Reproduce the entire listing below word for word, keeping every line.

= = = =

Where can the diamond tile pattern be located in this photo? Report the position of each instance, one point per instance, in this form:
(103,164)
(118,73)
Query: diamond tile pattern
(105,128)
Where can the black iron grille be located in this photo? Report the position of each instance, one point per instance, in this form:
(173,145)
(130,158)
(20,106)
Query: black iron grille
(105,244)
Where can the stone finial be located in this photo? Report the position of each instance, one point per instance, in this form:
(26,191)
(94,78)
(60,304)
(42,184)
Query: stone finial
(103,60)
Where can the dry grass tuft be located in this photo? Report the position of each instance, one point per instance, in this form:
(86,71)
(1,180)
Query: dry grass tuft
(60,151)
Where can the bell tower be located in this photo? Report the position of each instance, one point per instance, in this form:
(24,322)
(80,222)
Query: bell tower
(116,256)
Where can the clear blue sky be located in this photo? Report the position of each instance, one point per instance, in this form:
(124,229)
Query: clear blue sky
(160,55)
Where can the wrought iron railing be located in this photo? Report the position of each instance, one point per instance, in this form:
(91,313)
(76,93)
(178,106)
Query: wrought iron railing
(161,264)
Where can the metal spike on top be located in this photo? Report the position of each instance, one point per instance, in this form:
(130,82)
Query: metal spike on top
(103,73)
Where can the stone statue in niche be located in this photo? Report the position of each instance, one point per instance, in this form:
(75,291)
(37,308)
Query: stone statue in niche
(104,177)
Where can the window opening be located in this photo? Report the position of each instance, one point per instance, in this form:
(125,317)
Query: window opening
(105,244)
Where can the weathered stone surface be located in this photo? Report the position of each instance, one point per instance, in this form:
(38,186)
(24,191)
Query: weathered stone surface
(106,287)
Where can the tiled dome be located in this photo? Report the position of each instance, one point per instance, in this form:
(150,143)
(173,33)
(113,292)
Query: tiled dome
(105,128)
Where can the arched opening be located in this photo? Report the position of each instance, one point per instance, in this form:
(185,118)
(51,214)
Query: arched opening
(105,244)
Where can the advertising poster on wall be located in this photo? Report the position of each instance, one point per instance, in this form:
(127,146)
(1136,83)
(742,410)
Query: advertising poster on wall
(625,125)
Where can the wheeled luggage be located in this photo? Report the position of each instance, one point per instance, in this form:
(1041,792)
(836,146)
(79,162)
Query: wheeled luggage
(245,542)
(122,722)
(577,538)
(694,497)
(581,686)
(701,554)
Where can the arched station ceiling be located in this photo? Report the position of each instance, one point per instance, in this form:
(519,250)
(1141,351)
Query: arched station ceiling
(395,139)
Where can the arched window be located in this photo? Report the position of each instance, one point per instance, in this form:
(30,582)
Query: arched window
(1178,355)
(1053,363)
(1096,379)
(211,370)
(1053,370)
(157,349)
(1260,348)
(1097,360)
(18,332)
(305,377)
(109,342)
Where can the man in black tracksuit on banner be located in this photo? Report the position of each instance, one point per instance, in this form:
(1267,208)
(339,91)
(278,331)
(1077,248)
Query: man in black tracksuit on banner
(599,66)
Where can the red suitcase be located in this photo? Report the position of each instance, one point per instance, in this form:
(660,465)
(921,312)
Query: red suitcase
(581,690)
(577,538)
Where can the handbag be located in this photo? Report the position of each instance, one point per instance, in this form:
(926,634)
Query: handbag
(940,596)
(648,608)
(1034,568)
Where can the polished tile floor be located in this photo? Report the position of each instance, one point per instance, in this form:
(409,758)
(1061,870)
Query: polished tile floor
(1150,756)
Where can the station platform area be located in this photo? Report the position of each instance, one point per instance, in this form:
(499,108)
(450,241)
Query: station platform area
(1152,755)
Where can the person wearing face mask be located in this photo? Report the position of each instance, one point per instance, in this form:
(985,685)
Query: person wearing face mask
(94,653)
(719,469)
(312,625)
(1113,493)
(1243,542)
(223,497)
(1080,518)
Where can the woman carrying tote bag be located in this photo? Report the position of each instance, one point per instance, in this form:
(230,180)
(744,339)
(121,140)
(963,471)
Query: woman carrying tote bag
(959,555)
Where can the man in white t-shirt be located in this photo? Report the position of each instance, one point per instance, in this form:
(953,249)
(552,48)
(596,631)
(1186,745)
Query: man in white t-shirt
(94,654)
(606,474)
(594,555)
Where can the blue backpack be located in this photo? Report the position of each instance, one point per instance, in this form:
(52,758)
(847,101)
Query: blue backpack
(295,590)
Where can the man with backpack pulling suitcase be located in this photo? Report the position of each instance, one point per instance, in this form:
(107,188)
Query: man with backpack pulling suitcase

= = = =

### EXERCISE RESPONSE
Where can the diamond tile pattern be located in this photo? Report the position of each instance, one point per instance, in this form:
(103,164)
(118,73)
Query: diamond tile pattern
(105,128)
Where can the black iron grille be located in this photo? Report the position of each instance, one point per instance, in this form:
(173,145)
(130,158)
(20,106)
Query: black iron grille
(105,244)
Where can the stone finial be located in this photo? Report the position of each instance, one point per instance, in this form:
(26,191)
(94,78)
(60,304)
(42,184)
Query: stone finial
(103,60)
Where can the dry grass tuft be located in this photo? Report the position of each instance, one point per instance, in this form:
(86,71)
(1,180)
Query: dry grass tuft
(60,151)
Where can the bell tower be located in this photo? Report the position of each instance, one point per instance, in this form:
(24,322)
(80,222)
Query: bell tower
(116,256)
Where can the clear blue sky be located in this photo? Report the position of each instance, one point per instance, in this form:
(124,229)
Query: clear blue sky
(160,55)
Where can the wrought iron railing be located in this photo? Report the position of each instance, one point per instance, in this form:
(91,313)
(76,93)
(178,106)
Query: wrought iron railing
(161,264)
Where can the metal spike on top be located in this photo? Report the position of each instance, one point per instance, in this form:
(130,82)
Query: metal spike on top
(103,73)
Where can the stone statue in niche be located in this photo? Report the position of each instance, one point per instance, in this form:
(75,291)
(37,308)
Query: stone statue in niche
(104,177)
Where can the window opening be located in this photo? Report the position of each instance, one point per instance, in this form:
(125,317)
Query: window opening
(105,244)
Where can the weathered stone surface be located in this photo? Report the position of each instance, one point per instance, in this form:
(38,186)
(24,191)
Query: weathered stone surface
(106,287)
Where can the tiled dome be located in this photo? Report the position of each instance, one point per instance, in this form:
(150,143)
(173,33)
(113,292)
Query: tiled dome
(105,128)
Where can the arched opening be located in this photo? Report the position of each instance, one point per instance, in this form:
(185,118)
(51,214)
Query: arched opening
(105,244)
Where can the advertising poster on wall be located in this photo? Report the position of each instance, one point per instance, in this form:
(127,146)
(1136,83)
(742,410)
Query: advertising poster on wall
(625,125)
Where can the wheeled luggage be located in this photo? Report the position of each instance, one point per instance, in this form:
(1041,792)
(836,146)
(79,162)
Query: wheeled luggage
(245,542)
(122,722)
(577,538)
(694,497)
(581,686)
(701,554)
Where can the arched station ceiling be located in this photo? Report the position of each instance, one point per instance, in this form:
(519,250)
(1141,351)
Query: arched station ceiling
(395,139)
Where can the arched window be located in this photo? Report the position of each instance, one point per instance, in this form:
(30,582)
Query: arched window
(1178,355)
(1053,363)
(1096,379)
(211,370)
(1053,370)
(157,349)
(1260,348)
(1097,360)
(18,332)
(305,377)
(109,342)
Where can the man in black tracksuit on banner be located in this photo? Report the position of each instance, one point per instance, in this form:
(1267,208)
(339,91)
(278,331)
(1077,248)
Query: man in black tracksuit on banner
(599,66)
Where can the red suitcase be located in this photo? Report the position of each instance, one point per instance, in this form:
(660,465)
(921,312)
Query: red suitcase
(581,690)
(577,538)
Where can the handbag be located in this photo? Report the position of each instance, one point per instance, in this form:
(926,634)
Query: handbag
(940,596)
(648,608)
(1034,568)
Where can the polished tile floor be located in this photo? Report the position of each instance, one point per instance, in this form:
(409,758)
(1061,870)
Query: polished tile floor
(1150,756)
Where can the station platform area be located in this photo? Report the position of each instance, one point per instance, in this form:
(499,108)
(450,241)
Query: station platform area
(1152,755)
Where can the person wearing face mask be located in this photo? Report the position of each instance, one point per instance, in this form:
(985,685)
Query: person wearing face mask
(94,653)
(719,469)
(312,625)
(1113,493)
(1243,542)
(223,497)
(1080,518)
Where can the woman carrying tote bag be located in this photo? Report the position of each instance, one point per instance, in this form:
(230,180)
(744,339)
(121,140)
(963,471)
Query: woman carrying tote bag
(959,555)
Where can the man in white t-shirt be located in this photo? Report the position of each instance, one point per instance, in this form:
(953,249)
(552,48)
(596,631)
(1186,745)
Query: man in white t-shirt
(94,654)
(606,474)
(594,555)
Where can the blue backpack be located in this photo? Report the position of each instance, one point per instance, in this form:
(52,758)
(847,101)
Query: blue backpack
(295,590)
Where can the man with backpack pulling suitcase be located in this photo? Report the position of each instance, one point per instance, in this form:
(107,188)
Query: man with backpack pulling suitcase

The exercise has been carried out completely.